● TASK PROMPT: Can you duplicate, word for word, the part of the last-mile text below between "The last mile is typically the" and "copper phone cables.", inclusive?

● EXCERPT TO READ:
◇ ◇ ◇ ◇ ◇ ◇ ◇

= Last mile (telecommunications) =

Last leg of telecommunications delivery

The last mile, or last kilometre (last kilometer in American pronunciation), in the telecommunications, cable television and internet industries refers to the final leg of a telecommunications network that delivers services to retail end-users (customers). More specifically, the last mile describes a service provider's access network, or the portion of the telecommunications network chain that physically reaches the end-user's premises. Examples are the copper wire subscriber lines connecting landline telephones to the local telephone exchange; coaxial cable service drops carrying cable television signals from utility poles to subscribers' homes, and cell towers linking local cell phones to the cellular network. The word "mile" is used metaphorically; the length of the last mile link may be more or less than a mile. Because the last mile of a network to the user is conversely the first mile from the user's premises to the outside world when the user is sending data, the term first mile is also alternatively used.

The last mile is typically the speed bottleneck in communication networks; its bandwidth effectively limits the amount of data that can be delivered to the customer. This is because retail telecommunications networks have the topology of "trees", with relatively few high capacity "trunk" communication channels branching out to feed many final mile "twigs". The final mile links, being the most numerous and thus the most expensive part of the system, as well as having to interface with a wide variety of user equipment, are the most difficult to upgrade to new technology. For example, telephone trunklines that carry phone calls between switching centers are made of modern optical fiber, but the last mile is typically twisted pair wires, a technology which has essentially remained unchanged for over a century since the original laying of copper phone cables.

◇ ◇ ◇ ◇ ◇ ◇ ◇

● EXTRACTED RECORDS:
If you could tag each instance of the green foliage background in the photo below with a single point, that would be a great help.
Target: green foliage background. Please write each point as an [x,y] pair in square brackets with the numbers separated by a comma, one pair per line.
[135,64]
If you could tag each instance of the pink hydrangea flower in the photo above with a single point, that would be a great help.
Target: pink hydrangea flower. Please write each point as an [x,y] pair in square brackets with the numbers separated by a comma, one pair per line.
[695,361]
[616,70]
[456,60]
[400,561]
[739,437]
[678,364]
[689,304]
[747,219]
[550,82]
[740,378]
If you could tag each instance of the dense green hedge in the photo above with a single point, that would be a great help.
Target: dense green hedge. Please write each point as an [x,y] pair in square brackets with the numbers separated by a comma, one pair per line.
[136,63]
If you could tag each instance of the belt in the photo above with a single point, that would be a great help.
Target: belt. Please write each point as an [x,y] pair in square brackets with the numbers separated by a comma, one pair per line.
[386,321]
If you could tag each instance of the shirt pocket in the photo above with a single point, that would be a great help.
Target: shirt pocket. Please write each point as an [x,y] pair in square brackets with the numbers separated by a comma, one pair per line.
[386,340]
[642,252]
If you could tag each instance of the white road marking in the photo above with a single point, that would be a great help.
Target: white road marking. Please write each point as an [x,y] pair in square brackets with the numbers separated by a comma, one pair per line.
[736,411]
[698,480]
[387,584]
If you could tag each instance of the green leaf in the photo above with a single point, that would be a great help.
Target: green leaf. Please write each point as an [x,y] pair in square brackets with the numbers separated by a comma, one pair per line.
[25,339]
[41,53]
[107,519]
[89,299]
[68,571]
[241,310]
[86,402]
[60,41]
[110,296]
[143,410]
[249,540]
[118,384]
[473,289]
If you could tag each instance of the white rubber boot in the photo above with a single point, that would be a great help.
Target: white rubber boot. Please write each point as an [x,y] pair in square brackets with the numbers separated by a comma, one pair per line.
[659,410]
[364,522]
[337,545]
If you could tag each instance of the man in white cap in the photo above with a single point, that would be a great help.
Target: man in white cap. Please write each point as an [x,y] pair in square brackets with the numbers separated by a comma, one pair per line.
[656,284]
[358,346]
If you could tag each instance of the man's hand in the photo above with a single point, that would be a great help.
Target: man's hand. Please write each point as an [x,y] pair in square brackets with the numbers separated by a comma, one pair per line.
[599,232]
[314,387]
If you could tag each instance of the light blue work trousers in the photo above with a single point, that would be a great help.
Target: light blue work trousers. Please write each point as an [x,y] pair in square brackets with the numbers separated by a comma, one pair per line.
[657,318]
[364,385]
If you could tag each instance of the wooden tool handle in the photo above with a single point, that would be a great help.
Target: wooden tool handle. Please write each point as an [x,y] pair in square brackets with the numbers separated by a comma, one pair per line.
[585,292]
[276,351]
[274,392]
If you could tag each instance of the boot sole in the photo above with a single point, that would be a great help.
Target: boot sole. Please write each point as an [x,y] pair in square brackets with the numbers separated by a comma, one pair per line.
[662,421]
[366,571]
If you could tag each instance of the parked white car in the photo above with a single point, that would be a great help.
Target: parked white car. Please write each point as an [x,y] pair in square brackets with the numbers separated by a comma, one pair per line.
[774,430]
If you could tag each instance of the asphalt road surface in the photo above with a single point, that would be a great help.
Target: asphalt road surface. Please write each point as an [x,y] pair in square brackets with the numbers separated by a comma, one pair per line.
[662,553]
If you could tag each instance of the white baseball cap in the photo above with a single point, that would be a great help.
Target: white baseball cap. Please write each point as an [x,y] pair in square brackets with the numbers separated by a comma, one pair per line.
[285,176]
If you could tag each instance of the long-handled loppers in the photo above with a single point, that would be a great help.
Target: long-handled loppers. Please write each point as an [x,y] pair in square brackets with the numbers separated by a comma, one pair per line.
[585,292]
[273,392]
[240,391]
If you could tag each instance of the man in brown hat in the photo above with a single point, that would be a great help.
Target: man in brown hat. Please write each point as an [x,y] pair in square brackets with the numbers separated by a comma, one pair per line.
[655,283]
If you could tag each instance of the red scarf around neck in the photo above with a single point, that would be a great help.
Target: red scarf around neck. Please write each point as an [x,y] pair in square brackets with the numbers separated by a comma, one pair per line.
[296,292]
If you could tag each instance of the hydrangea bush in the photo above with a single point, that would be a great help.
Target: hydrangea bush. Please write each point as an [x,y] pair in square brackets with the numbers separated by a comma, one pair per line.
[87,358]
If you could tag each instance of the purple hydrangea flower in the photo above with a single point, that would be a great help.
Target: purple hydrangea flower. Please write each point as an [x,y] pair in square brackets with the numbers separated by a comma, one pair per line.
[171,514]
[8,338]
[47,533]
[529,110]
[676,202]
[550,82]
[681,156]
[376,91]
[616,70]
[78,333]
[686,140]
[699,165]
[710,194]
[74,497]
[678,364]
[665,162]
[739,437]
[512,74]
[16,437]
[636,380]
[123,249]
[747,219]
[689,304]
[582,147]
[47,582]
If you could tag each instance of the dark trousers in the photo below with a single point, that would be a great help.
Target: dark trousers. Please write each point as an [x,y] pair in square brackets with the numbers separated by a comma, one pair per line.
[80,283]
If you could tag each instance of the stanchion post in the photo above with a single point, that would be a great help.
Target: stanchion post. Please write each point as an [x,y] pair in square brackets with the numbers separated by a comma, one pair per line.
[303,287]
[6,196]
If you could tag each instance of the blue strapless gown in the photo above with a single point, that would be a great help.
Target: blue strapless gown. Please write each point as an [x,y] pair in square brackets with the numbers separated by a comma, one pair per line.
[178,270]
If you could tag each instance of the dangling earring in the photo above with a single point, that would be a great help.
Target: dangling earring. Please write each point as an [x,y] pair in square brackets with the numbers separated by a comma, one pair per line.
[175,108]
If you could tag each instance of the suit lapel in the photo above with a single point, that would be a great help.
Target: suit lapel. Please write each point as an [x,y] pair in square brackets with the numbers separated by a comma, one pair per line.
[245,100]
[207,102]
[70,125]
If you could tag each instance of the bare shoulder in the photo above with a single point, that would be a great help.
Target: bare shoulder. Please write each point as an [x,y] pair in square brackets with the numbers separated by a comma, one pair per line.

◇ ◇ ◇ ◇ ◇ ◇ ◇

● RESULT:
The last mile is typically the speed bottleneck in communication networks; its bandwidth effectively limits the amount of data that can be delivered to the customer. This is because retail telecommunications networks have the topology of "trees", with relatively few high capacity "trunk" communication channels branching out to feed many final mile "twigs". The final mile links, being the most numerous and thus the most expensive part of the system, as well as having to interface with a wide variety of user equipment, are the most difficult to upgrade to new technology. For example, telephone trunklines that carry phone calls between switching centers are made of modern optical fiber, but the last mile is typically twisted pair wires, a technology which has essentially remained unchanged for over a century since the original laying of copper phone cables.